Problems —
1: Duplicate the sled problem from "Think \& Calculate" up to and including "approximately \(7.65 \, m/s\).".
2: Translate this sentence from the sled problem into Spanish: "A sled slides without friction down a small, ice-covered hill."

Source —
########

Think \& Calculate A sled slides without friction down a small, ice-covered hill. If the sled starts from rest at the top of the hill, its speed at the bottom is \(7.50 \mathrm{~m} / \mathrm{s}\). (a) On a second run, the sled starts with a speed of \(1.50 \mathrm{~m} / \mathrm{s}\) at the top. When it reaches the bottom of the hill, is its speed \(9.00 \mathrm{~m} / \mathrm{s}\), more than \(9.00 \mathrm{~m} / \mathrm{s}\), or less than \(9.00 \mathrm{~m} / \mathrm{s}\) ? Explain. (b) Find the speed of the sled at the bottom of the hill after the second run.

Short Answer

Expert verified
The speed is less than \(9.00 \, m/s\); it is approximately \(7.65 \, m/s\).

Step by step solution

01

Understand the Problem

The sled initially slides down a hill without friction. In the first scenario, it starts from rest and achieves a speed of \(7.50 \ m/s\) at the bottom. In the second scenario, it starts with a speed of \(1.50 \ m/s\), and we need to determine if the speed at the bottom is \(9.00 \, m/s\), more, or less, and then find that speed.

########

Records —
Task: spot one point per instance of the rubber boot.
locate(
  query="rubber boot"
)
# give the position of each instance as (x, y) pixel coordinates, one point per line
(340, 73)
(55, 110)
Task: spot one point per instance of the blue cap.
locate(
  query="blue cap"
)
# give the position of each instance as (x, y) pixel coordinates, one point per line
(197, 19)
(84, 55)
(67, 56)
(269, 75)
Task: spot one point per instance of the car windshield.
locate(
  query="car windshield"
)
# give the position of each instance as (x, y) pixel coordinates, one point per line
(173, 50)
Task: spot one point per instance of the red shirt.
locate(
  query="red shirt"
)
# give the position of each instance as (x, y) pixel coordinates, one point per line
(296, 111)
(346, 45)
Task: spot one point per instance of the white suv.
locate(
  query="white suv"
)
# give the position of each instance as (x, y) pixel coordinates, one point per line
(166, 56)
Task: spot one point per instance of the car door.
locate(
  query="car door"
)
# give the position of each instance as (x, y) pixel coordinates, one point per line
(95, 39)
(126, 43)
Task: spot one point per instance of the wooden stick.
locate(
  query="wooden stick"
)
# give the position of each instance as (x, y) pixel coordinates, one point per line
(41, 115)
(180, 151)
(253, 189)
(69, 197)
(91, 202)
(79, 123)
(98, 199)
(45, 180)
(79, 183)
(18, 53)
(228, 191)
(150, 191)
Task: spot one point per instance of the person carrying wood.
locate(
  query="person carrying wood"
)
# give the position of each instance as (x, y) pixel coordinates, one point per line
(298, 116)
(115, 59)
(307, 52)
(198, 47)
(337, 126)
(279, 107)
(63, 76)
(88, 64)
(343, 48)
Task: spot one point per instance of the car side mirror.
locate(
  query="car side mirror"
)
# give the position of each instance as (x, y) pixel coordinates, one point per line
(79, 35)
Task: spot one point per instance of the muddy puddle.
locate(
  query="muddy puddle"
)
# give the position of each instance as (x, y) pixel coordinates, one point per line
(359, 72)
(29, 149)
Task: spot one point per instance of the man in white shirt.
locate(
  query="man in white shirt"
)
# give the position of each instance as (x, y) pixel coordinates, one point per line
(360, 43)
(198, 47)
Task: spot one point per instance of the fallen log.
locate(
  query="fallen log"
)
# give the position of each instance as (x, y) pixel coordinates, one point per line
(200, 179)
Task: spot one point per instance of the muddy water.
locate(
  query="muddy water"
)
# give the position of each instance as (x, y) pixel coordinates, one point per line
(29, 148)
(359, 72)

########

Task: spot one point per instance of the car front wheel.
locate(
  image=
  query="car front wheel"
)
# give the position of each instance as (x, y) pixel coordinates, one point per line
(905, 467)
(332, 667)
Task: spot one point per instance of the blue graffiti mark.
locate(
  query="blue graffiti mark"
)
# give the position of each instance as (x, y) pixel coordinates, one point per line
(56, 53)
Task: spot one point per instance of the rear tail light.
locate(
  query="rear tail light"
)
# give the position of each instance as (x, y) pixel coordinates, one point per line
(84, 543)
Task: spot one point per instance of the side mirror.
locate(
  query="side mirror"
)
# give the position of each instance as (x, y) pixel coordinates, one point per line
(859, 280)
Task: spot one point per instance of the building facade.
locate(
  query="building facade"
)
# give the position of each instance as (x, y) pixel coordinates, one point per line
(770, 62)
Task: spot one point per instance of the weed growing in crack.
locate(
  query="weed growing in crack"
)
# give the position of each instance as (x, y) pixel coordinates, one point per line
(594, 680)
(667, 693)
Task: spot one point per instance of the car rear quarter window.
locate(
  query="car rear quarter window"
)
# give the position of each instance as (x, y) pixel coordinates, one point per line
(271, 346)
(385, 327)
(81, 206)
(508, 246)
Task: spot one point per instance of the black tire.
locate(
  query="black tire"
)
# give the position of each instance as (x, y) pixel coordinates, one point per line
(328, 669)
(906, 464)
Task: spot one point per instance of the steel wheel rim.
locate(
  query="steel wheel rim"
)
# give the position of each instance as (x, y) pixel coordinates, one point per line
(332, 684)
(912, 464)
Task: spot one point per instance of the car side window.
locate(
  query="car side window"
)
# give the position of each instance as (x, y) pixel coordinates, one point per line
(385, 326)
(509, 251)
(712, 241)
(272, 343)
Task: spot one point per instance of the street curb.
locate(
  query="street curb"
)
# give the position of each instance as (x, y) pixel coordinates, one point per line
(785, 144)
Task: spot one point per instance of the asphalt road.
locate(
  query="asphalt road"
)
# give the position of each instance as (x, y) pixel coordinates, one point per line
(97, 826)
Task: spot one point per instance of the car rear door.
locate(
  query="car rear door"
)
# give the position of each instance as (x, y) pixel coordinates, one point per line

########

Response list —
1:
Think \& Calculate A sled slides without friction down a small, ice-covered hill. If the sled starts from rest at the top of the hill, its speed at the bottom is \(7.50 \mathrm{~m} / \mathrm{s}\). (a) On a second run, the sled starts with a speed of \(1.50 \mathrm{~m} / \mathrm{s}\) at the top. When it reaches the bottom of the hill, is its speed \(9.00 \mathrm{~m} / \mathrm{s}\), more than \(9.00 \mathrm{~m} / \mathrm{s}\), or less than \(9.00 \mathrm{~m} / \mathrm{s}\) ? Explain. (b) Find the speed of the sled at the bottom of the hill after the second run.

Short Answer

Expert verified
The speed is less than \(9.00 \, m/s\); it is approximately \(7.65 \, m/s\).

2: Un trineo se desliza sin fricción por una pequeña colina cubierta de hielo.